▶ [Exercise details]
All lines from the one with "Find the painted" to the end of the data: return those exactly, and only those.
━━━━━━━━
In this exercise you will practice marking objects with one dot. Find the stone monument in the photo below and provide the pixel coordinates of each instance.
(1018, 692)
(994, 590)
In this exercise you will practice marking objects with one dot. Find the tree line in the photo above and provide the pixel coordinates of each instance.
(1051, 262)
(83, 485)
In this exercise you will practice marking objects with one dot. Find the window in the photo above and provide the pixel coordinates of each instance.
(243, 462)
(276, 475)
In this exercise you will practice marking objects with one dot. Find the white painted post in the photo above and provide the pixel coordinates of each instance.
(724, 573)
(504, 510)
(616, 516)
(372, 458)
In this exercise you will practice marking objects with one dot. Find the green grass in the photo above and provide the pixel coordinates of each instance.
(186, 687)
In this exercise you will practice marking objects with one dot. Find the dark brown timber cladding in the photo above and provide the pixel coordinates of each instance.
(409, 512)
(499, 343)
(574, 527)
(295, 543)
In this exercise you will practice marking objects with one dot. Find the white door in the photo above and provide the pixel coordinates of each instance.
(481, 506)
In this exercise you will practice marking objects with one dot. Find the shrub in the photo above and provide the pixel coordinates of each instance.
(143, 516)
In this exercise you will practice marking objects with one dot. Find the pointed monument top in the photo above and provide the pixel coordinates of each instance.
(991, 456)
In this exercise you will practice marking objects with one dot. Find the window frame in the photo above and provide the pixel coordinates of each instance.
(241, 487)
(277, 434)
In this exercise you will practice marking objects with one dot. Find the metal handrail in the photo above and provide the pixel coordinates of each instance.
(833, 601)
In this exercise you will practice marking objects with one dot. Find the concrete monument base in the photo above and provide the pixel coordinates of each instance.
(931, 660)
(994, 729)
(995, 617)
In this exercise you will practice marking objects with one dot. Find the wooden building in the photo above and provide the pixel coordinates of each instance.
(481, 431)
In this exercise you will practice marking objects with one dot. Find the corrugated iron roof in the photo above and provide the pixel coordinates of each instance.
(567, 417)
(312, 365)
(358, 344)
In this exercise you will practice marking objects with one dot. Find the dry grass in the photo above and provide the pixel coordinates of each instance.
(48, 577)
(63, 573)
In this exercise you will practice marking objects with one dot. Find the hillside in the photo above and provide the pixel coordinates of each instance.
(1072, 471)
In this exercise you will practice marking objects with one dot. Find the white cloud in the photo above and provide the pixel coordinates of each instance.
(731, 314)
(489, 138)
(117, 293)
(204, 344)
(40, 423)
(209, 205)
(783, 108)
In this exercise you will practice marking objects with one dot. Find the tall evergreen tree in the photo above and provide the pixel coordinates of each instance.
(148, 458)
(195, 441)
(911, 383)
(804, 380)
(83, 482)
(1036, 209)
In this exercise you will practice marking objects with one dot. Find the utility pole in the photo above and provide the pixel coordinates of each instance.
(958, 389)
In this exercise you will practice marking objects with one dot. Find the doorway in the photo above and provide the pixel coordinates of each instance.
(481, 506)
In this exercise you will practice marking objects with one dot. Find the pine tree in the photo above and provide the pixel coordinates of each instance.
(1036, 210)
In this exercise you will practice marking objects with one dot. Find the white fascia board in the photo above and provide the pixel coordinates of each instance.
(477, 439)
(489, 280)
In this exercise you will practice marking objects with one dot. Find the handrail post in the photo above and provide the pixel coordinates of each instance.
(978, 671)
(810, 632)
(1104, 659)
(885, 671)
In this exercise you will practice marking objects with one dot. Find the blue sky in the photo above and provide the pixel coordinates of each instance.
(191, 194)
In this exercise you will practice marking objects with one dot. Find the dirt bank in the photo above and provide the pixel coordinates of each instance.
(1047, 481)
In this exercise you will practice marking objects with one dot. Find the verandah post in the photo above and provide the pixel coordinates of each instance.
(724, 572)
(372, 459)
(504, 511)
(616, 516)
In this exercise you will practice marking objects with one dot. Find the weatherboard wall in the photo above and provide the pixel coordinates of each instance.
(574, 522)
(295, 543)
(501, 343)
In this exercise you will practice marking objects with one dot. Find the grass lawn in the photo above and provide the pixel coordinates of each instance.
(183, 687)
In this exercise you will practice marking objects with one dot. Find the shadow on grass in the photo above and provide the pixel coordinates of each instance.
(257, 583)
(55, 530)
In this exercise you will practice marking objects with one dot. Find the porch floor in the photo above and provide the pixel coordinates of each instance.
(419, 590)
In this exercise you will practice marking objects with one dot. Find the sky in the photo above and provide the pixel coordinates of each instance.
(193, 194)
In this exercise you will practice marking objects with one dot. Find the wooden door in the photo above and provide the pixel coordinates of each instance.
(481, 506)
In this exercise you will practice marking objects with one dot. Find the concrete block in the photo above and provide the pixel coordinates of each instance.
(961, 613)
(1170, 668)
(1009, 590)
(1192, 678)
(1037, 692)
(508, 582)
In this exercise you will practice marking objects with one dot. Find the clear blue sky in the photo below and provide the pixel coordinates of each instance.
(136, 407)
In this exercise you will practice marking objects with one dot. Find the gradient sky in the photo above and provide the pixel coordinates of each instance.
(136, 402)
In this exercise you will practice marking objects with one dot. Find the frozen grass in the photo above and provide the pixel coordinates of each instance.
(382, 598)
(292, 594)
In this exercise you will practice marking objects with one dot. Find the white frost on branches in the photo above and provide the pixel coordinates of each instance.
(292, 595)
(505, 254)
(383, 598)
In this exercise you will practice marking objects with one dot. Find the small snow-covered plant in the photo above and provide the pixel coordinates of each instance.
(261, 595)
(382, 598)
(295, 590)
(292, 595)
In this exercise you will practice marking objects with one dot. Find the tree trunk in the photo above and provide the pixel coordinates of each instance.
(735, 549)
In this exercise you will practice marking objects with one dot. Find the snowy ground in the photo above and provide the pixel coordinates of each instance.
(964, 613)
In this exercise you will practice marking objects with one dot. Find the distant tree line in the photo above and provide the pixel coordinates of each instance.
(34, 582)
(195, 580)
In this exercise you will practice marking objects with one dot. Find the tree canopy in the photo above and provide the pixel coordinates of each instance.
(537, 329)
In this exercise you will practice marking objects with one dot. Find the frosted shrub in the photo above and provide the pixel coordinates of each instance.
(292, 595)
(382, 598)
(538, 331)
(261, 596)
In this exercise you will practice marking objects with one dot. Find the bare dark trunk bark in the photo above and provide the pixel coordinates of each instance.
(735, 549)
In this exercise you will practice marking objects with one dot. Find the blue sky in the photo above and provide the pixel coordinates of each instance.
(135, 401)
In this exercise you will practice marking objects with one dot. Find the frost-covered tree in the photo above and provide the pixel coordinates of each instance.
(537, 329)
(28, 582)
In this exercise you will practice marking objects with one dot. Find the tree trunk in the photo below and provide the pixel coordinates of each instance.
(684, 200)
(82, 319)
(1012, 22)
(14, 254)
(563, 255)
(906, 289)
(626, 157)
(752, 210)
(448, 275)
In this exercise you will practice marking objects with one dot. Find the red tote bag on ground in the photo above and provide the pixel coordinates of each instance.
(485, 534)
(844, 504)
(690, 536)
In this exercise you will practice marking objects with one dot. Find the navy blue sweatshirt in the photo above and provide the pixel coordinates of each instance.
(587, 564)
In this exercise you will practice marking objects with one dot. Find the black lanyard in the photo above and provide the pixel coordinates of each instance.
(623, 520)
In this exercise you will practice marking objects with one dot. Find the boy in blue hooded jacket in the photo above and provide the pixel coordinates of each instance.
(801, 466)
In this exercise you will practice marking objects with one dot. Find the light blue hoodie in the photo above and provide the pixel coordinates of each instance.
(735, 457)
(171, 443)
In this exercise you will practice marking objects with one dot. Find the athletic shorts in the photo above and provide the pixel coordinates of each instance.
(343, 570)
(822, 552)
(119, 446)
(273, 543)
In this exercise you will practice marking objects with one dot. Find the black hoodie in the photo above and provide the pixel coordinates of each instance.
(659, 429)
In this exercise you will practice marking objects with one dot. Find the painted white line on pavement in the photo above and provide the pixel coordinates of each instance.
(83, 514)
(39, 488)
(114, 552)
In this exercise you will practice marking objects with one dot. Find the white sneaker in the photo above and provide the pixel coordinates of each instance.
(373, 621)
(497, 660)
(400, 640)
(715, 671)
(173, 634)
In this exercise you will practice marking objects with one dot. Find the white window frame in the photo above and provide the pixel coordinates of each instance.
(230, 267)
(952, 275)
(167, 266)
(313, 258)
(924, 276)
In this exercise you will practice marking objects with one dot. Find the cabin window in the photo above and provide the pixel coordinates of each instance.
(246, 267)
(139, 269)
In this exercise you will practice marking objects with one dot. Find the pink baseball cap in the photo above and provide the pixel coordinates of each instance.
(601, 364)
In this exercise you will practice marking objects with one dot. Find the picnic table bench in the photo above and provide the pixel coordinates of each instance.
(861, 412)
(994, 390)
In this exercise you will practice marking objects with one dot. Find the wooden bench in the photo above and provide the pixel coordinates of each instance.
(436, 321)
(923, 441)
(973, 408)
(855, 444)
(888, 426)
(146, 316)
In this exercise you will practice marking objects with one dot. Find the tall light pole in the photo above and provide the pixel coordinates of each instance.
━━━━━━━━
▶ [Solution for this problem]
In this exercise you will practice marking objects with one dot. Find the painted white line on pavement in the photo above and provide the pixel coordinates of each instance.
(83, 514)
(39, 488)
(114, 552)
In this exercise you will practice marking objects with one dot. Find the white sneaker in the photo above and provide the pixel coordinates of each instance.
(373, 621)
(497, 660)
(400, 640)
(715, 671)
(173, 634)
In this exercise you will practice marking objects with one dot. Find the white window frame in the photo above and provide the pixel coordinates of each instance.
(230, 267)
(952, 275)
(167, 266)
(313, 258)
(924, 276)
In this exercise you will practice marking objects with one dot. Find the cabin window in the photo above and provide the pixel coordinates of each instance.
(246, 267)
(139, 269)
In this exercise you will practice marking objects with one dot. Find the pink baseball cap in the photo above and provide the pixel coordinates of each instance.
(601, 364)
In this exercise you will practice marking objects with one dot. Find the picnic table bench in the photo above and provide the pixel coordinates of each instance.
(861, 412)
(994, 390)
In this exercise you will practice marking objects with one dot. Find the wooden bench in the photo above and provide the pixel coordinates of each instance.
(436, 321)
(923, 441)
(973, 408)
(855, 444)
(888, 426)
(146, 316)
In this exercise you will practice marking objects with one dot. Find the tall light pole in the photo above and provide the pixel coordinates of each instance.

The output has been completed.